◆ SELECTED TEXT
* * * *

Imagine having
dinner with the 19th century Prussian political scientist Max Weber,
who described and defined the concept of bureaucracy. At that time
bureaucracy was a modern and scientific advance in the way
governments and companies organized to be more productive. The
connotation was a positive one.
The defining
characteristics of a bureaucracy include a hierarchical
organizational in which instructions and directions flow from the
top down and information flows up. Another characteristic is the
presence of impersonal rules. In other words, the rules,
regulations, ordinances, civil service provisions and job
classifications are designed to transcend the service of any one
individual. Prime ministers may come and go, county commissioners
may start and end their careers, but the rules keep rolling along,
applying to everyone in the organization.
These
impersonal rules include civil service selection rules. The idea
being that hiring criteria for public employees should be based on
merit and fitness rather than social class, race, gender, political
affiliation or other criteria.
So our mythical
dinner with Max Weber (probably schnitzel with apple strudel for
dessert) would be a time to celebrate and honor the concept of
bureaucracy. That is, if the dinner was held in the year 1870.
However, if we fast forward the dinner and Max was invited to my
house the definition and common meaning of bureaucracy would have
altered significantly.
Dinner would
likely be rather depressing for all of us, even the government
employees, who most probably would be grousing and whining about
bureaucracies as uncaring, plodding, inefficient and wasteful
examples of all that is wrong with the modern world. Bureaucracy has
come to be a metaphor for evil and waste in our lives.
New
definitions
The updated, emerging
redefinition of bureaucracy might better be called anti-bureaucracy
or counter-bureaucracy. It is a notion in public service that an
impersonal set of rules produces robotic rather than human outcomes
and that hierarchy stifles innovation and accountability.
It is a special
sin of larger organizations that the number of layers in the
bureaucracy tends to grow, and the flexibility in speed of
communications and responses to changing the circumstances tends to
slow down, perhaps eventually becoming paralyzed. The HR Doctor
points out that organizational paralysis is not a covered disability
under the Americans with Disability Act.
Impersonal
rules prevent an organization from responding to circumstances that
may be unique to a particular group of people. Instead,
bureaucracies may breed decisions made by Stepford Wives in a
one-size-fits-all environment. The public administration environment
of an agricultural community in the foothills of Mississippi may be
treated in the same manner as urban and more densely populated areas
of the Silicone Valley in California.
A more
responsive system
The main point the HR Doctor
hopes to convey in this article is that it can be fun and productive
to be an anti-bureaucrat and to deliberately seek out ways to make a
system more flexible and more responsive, often despite itself.
For example,
civil service rules and eligibility lists often result in a
selection outcome very, very different than the one envisioned by
19th century reformers. Inflexible rules take so long to apply and
are so complex, that even if the best candidates top the eligibility
list for hire, they have moved on by the time the organization
offers them jobs.

* * * *

[Excerpts from a detection dataset]
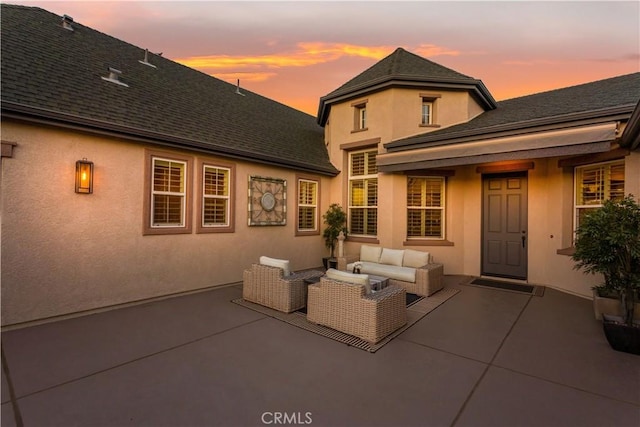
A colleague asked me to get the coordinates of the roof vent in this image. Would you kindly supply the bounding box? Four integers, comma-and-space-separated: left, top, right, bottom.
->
62, 15, 74, 31
236, 79, 245, 96
102, 67, 129, 87
138, 49, 158, 68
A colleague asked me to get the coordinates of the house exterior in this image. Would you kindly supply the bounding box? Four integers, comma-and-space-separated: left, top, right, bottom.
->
0, 4, 338, 326
318, 48, 640, 296
0, 5, 640, 328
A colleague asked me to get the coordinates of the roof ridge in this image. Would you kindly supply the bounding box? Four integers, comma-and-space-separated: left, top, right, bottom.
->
498, 71, 640, 105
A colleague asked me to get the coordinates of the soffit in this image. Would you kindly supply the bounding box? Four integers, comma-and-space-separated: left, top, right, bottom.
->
377, 123, 617, 172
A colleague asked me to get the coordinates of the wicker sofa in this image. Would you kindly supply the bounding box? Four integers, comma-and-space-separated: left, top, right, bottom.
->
242, 257, 324, 313
338, 245, 444, 297
307, 269, 407, 343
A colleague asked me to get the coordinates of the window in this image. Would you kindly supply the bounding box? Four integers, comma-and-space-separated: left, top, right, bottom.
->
420, 93, 442, 127
151, 158, 187, 227
349, 150, 378, 237
296, 178, 320, 234
351, 100, 367, 132
407, 177, 445, 239
420, 98, 433, 125
197, 163, 234, 233
144, 152, 192, 234
574, 161, 624, 228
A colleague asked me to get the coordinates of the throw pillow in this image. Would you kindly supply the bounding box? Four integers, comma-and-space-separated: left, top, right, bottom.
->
380, 248, 404, 267
403, 249, 430, 268
360, 245, 382, 262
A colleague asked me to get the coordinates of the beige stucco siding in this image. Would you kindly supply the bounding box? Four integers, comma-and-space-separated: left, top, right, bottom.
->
325, 88, 483, 150
338, 153, 640, 298
1, 121, 329, 325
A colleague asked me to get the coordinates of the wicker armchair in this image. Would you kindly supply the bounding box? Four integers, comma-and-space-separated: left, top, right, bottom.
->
242, 264, 323, 313
307, 277, 407, 343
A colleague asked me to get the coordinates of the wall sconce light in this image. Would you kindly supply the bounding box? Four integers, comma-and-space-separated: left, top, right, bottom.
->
76, 158, 93, 194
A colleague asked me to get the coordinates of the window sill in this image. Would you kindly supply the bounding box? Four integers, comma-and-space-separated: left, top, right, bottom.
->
556, 246, 576, 256
402, 240, 455, 246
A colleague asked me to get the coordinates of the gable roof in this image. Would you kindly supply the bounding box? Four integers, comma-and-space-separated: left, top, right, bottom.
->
1, 4, 338, 175
385, 73, 640, 151
318, 47, 495, 126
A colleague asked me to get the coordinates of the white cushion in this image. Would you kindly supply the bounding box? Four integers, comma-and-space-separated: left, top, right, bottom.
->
380, 248, 404, 267
360, 262, 416, 283
360, 245, 382, 262
260, 256, 290, 276
325, 268, 371, 294
402, 249, 430, 268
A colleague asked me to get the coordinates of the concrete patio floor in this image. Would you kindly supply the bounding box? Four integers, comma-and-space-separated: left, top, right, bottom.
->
2, 276, 640, 427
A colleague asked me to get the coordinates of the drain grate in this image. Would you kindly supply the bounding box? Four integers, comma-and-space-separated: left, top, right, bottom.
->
470, 278, 544, 296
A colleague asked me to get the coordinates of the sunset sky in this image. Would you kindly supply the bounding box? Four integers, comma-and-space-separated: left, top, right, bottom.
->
3, 0, 640, 116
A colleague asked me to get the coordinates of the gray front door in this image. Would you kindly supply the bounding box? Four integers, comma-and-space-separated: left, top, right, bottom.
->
482, 172, 528, 279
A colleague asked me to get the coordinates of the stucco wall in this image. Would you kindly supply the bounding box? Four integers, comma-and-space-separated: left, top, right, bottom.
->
1, 121, 329, 326
325, 88, 482, 150
338, 153, 640, 298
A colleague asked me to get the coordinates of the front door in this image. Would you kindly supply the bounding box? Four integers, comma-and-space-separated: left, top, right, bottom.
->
482, 172, 528, 280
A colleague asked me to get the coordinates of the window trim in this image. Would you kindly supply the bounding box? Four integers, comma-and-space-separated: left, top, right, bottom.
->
142, 150, 194, 235
295, 175, 320, 236
351, 99, 369, 133
572, 159, 626, 234
418, 93, 442, 128
405, 175, 448, 242
196, 160, 236, 233
347, 147, 379, 239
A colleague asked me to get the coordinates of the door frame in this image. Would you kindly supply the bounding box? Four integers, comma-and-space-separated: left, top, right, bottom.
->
480, 170, 529, 281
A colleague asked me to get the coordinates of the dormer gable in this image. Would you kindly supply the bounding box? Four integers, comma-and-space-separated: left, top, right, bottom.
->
317, 47, 496, 126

* * * *

◆ TASKS TO CARRY OUT
a) Answer these questions about the piece on bureaucracy, one answer per line, marked the same way:
(i) In what year would the dinner with Max Weber have been a time to celebrate bureaucracy?
(ii) What does the HR Doctor say is not a covered disability under the Americans with Disability Act?
(iii) By the time the organization offers jobs, what have the best candidates done?
b) Please print the part of the records that opens with the line containing "A colleague asked me to get the coordinates of the throw" and closes with the line containing "318, 47, 495, 126", both lines included, with no changes.

◆ RESPONSES BY TASK
a)
(i) 1870
(ii) Organizational paralysis
(iii) They have moved on.

b)
A colleague asked me to get the coordinates of the throw pillow in this image. Would you kindly supply the bounding box? Four integers, comma-and-space-separated: left, top, right, bottom.
->
380, 248, 404, 267
403, 249, 430, 268
360, 245, 382, 262
A colleague asked me to get the coordinates of the beige stucco siding in this image. Would you kindly supply the bounding box? Four integers, comma-and-space-separated: left, top, right, bottom.
->
325, 88, 483, 150
338, 153, 640, 298
1, 121, 329, 325
A colleague asked me to get the coordinates of the wicker armchair in this image. Would you kindly supply the bounding box? Four integers, comma-and-space-separated: left, top, right, bottom.
->
242, 264, 323, 313
307, 277, 407, 343
A colleague asked me to get the coordinates of the wall sconce light in this image. Would you kindly supply the bounding box? Four integers, comma-and-space-separated: left, top, right, bottom.
->
76, 158, 93, 194
A colleague asked me to get the coordinates of the window sill in this image. Would you kindly supply the bounding box? Four integers, comma-and-space-separated: left, top, right, bottom.
->
556, 246, 576, 256
402, 240, 455, 246
A colleague asked me to get the coordinates of the gable roof in this image. Would you kindly supply the bounding box? Four integers, comma-and-space-separated: left, top, right, bottom.
->
1, 4, 338, 175
385, 73, 640, 151
318, 47, 495, 126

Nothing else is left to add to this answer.